Pick out each line of the material below that contains the string "glass" and copy those lines.

******************************

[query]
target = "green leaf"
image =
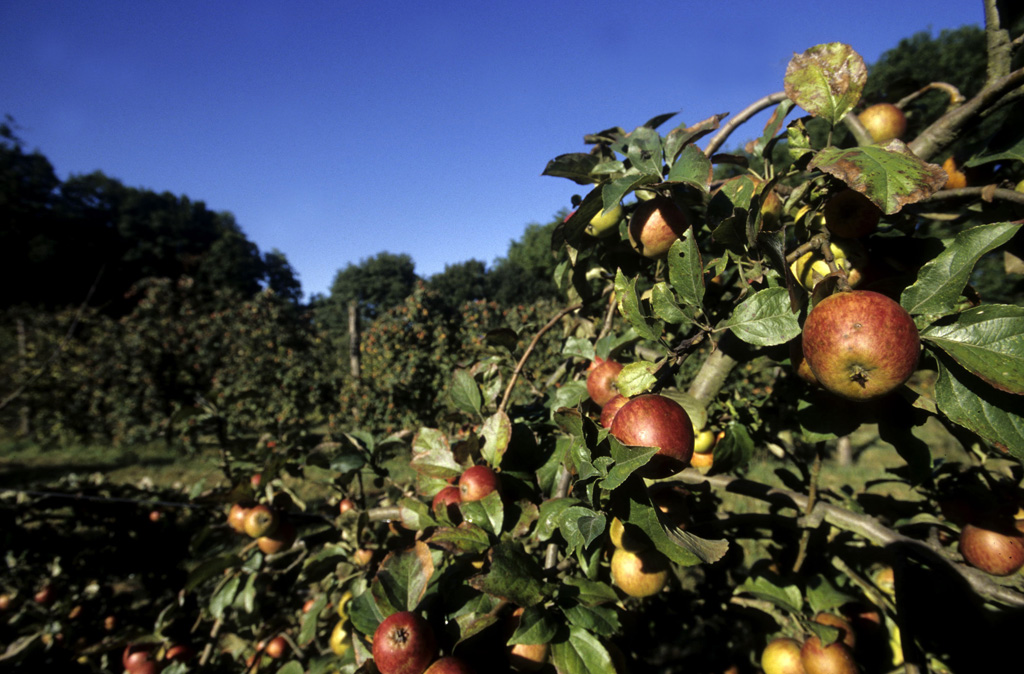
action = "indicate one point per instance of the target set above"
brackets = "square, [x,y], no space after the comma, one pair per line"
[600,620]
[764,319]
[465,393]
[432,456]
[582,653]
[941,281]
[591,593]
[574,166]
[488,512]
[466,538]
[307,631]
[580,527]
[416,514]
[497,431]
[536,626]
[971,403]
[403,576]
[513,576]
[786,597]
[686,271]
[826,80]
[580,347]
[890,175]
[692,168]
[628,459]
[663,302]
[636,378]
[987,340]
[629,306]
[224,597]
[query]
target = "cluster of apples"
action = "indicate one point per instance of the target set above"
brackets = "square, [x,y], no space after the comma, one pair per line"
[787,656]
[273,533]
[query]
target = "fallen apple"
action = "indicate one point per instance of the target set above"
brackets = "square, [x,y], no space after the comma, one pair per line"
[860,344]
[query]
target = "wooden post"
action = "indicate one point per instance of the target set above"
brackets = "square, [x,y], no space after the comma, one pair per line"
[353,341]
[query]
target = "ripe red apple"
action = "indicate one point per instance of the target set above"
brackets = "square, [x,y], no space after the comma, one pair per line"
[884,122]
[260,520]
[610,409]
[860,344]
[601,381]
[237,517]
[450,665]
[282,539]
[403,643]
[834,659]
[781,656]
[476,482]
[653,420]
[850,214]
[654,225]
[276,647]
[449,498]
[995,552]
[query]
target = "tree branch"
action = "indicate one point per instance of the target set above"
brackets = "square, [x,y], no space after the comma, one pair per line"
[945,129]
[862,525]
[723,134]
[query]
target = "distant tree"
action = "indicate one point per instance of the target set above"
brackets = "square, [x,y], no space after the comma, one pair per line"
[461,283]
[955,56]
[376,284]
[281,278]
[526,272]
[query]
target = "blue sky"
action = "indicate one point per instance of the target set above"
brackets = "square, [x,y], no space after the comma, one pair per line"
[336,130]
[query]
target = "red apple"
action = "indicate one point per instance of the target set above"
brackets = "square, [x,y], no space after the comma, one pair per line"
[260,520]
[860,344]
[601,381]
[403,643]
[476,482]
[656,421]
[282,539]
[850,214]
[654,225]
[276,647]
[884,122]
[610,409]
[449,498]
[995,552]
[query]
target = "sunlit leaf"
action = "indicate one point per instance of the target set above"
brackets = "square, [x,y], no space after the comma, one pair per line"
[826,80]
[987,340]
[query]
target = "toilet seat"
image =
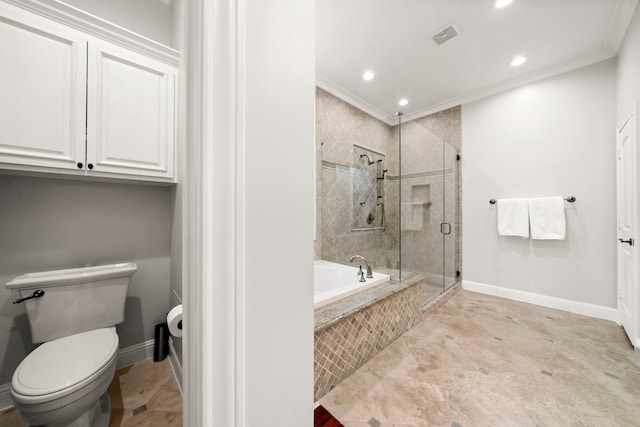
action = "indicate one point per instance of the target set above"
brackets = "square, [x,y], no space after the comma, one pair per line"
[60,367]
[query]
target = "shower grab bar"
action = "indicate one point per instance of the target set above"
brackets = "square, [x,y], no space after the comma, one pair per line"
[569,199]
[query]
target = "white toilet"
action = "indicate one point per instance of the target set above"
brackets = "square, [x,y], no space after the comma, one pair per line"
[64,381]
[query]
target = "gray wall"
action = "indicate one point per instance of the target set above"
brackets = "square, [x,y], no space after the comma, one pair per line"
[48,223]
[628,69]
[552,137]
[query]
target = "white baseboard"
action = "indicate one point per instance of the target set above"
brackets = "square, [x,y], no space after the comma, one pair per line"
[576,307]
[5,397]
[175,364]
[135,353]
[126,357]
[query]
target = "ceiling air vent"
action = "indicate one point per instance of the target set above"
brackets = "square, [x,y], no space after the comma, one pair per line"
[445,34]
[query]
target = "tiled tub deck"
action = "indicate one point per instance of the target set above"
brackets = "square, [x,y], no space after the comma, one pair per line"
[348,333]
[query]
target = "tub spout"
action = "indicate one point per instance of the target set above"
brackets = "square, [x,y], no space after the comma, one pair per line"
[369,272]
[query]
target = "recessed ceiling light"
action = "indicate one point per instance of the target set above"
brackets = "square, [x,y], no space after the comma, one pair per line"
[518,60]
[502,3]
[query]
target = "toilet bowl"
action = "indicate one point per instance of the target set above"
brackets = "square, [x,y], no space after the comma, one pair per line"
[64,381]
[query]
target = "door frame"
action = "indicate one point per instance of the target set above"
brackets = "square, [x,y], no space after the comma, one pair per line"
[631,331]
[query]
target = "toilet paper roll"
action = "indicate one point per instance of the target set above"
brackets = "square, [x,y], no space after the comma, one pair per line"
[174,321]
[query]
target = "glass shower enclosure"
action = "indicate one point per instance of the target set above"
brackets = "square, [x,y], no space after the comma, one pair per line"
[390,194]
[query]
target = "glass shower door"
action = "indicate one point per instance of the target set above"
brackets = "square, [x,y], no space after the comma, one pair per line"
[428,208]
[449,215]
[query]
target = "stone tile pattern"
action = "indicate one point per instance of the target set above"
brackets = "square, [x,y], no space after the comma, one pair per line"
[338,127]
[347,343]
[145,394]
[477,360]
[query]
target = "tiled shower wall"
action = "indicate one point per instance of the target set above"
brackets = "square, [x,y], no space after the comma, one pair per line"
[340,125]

******************************

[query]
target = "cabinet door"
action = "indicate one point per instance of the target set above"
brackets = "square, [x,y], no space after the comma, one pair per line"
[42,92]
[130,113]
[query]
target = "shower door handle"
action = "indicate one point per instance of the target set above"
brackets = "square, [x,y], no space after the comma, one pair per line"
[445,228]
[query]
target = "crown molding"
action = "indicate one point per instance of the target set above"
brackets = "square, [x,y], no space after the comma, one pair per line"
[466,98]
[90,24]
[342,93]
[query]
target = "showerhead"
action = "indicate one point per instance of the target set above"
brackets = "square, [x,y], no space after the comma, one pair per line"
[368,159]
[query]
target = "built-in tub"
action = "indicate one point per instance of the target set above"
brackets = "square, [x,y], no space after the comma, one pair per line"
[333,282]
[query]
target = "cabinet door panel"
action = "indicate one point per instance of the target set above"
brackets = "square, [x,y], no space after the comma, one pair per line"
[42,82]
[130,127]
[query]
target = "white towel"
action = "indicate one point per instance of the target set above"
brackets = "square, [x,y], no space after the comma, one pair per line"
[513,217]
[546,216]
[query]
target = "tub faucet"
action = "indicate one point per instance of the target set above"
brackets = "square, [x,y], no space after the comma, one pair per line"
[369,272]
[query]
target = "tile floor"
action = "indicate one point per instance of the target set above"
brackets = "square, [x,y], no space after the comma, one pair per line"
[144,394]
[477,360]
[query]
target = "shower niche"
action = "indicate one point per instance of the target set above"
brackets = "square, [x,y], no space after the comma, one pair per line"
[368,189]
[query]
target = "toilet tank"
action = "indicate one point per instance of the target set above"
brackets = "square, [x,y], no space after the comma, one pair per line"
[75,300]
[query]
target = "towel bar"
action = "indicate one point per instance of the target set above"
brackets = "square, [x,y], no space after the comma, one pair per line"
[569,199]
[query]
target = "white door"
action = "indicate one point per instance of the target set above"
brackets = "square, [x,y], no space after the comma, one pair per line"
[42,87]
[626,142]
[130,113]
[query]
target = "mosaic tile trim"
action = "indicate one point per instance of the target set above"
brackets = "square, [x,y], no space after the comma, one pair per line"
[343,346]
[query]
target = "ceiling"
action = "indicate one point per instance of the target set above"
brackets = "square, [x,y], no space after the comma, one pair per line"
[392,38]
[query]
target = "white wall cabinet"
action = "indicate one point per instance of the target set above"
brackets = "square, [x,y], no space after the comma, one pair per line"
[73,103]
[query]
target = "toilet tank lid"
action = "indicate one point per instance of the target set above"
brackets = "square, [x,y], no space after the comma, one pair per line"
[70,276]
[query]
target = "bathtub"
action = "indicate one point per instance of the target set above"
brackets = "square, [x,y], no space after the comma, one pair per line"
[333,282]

******************************

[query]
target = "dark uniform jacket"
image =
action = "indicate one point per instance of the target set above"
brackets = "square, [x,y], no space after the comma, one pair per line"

******************************

**Output of the task:**
target = "glass shower enclosure"
target = "glass shower door"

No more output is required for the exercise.